*DATASET*:
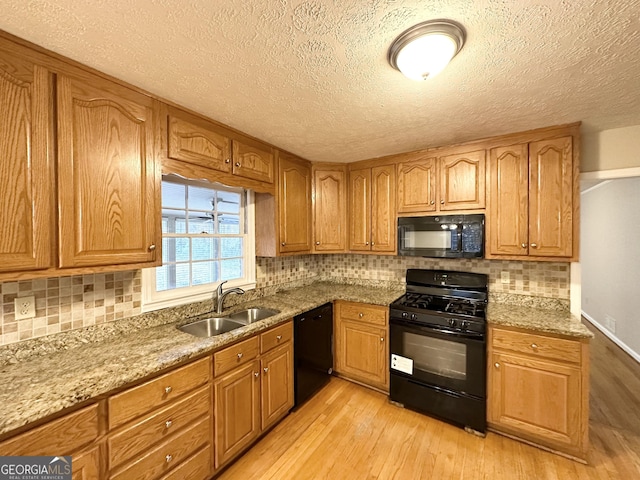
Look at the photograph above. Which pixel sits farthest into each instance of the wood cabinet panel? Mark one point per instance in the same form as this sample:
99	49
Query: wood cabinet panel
135	439
550	197
237	415
330	209
63	436
26	175
236	355
294	203
508	219
462	181
417	185
199	145
277	384
253	162
107	176
139	400
168	454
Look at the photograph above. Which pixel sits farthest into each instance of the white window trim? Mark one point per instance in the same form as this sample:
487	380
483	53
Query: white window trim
153	300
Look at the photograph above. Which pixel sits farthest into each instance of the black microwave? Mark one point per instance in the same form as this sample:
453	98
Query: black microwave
442	236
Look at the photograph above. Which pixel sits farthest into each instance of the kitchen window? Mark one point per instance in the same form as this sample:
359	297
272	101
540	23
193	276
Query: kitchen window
207	237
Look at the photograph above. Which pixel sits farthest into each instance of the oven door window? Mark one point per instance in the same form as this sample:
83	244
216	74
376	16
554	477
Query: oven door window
438	357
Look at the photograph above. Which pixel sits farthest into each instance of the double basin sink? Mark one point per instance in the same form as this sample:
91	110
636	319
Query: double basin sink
209	327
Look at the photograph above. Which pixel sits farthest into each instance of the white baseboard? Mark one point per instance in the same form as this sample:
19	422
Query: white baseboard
613	338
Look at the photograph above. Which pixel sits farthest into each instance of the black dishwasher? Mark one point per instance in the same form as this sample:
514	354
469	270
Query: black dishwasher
313	351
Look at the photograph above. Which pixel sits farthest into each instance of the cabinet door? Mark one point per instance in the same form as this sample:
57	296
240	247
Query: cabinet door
199	145
86	466
360	210
535	397
416	186
462	181
508	218
550	198
251	161
237	417
107	174
362	352
277	384
330	209
383	209
25	171
294	203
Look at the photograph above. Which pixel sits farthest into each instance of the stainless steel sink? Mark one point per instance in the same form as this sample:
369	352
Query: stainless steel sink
209	327
251	315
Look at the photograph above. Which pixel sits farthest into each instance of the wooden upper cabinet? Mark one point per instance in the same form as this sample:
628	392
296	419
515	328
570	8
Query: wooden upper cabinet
417	185
508	218
330	208
360	210
462	181
294	204
107	177
251	161
26	209
531	200
550	197
199	145
383	209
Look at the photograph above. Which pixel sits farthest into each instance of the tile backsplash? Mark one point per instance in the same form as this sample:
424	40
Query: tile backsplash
67	303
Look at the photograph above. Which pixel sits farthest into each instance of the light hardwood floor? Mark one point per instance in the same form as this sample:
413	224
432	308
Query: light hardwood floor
350	432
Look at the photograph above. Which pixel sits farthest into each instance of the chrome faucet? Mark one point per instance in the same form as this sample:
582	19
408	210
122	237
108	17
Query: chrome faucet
220	295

*YOUR TASK*: Lay out the records as a JSON list of strings, one string per line, starting at the line with "the black dishwasher?" and running through the last line of the records. Leave out blank lines.

*THE RESPONSE*:
[
  "Look at the photograph above. Which pixel sits farthest into each instance of the black dishwasher? Mark one point per instance in the same form as this sample:",
  "514\t354",
  "469\t270",
  "Query: black dishwasher",
  "313\t351",
  "Look at the photograph above. Which pixel sits farthest into each instance of the cabinet door? Mark one point per instance in the same form as this sample:",
  "57\t296",
  "240\t247",
  "Query: cabinet door",
  "199\t145",
  "86\t466",
  "360\t210",
  "535\t397",
  "416\t186",
  "462\t181",
  "508\t218",
  "550\t198",
  "251\t161",
  "237\t417",
  "107\t174",
  "362\t352",
  "277\t384",
  "330\t209",
  "383\t209",
  "25\t171",
  "294\t203",
  "Look at the photograph above. Which pixel sits farthest into each instance of the stainless steel sink? Mark one point per instance in the same form as this sample:",
  "369\t352",
  "Query: stainless steel sink",
  "209\t327",
  "251\t315",
  "Look at the photograph above. Which pixel sits farthest into each instance of the wooden upper cabinet? Mark one point per instance in the same form as this sample:",
  "628\t392",
  "296\t419",
  "515\t328",
  "570\t8",
  "Query: wooden upper cabinet",
  "417\t185",
  "508\t218",
  "330\t208",
  "360\t210",
  "462\t181",
  "294\t204",
  "107\t177",
  "251\t161",
  "26\t209",
  "531\t200",
  "550\t197",
  "199\t145",
  "383\t209",
  "Look at the photograph above. Which pixel sits farthest into each instance of the tile backsplash? Mark one point per instance in the same form as this sample:",
  "424\t40",
  "Query: tile backsplash",
  "67\t303",
  "Look at the photograph above. Which pixel sits farthest into each instance of the light hardwood floor? Mark one point per instance in the same form as this sample:",
  "413\t224",
  "432\t308",
  "Query: light hardwood floor",
  "350\t432",
  "Look at the photograph above. Which pixel sits farthest into each instance of the chrome faucet? Mark one point per instance in the same form as this sample:",
  "582\t19",
  "408\t210",
  "122\t237",
  "108\t17",
  "Query: chrome faucet",
  "220\t295"
]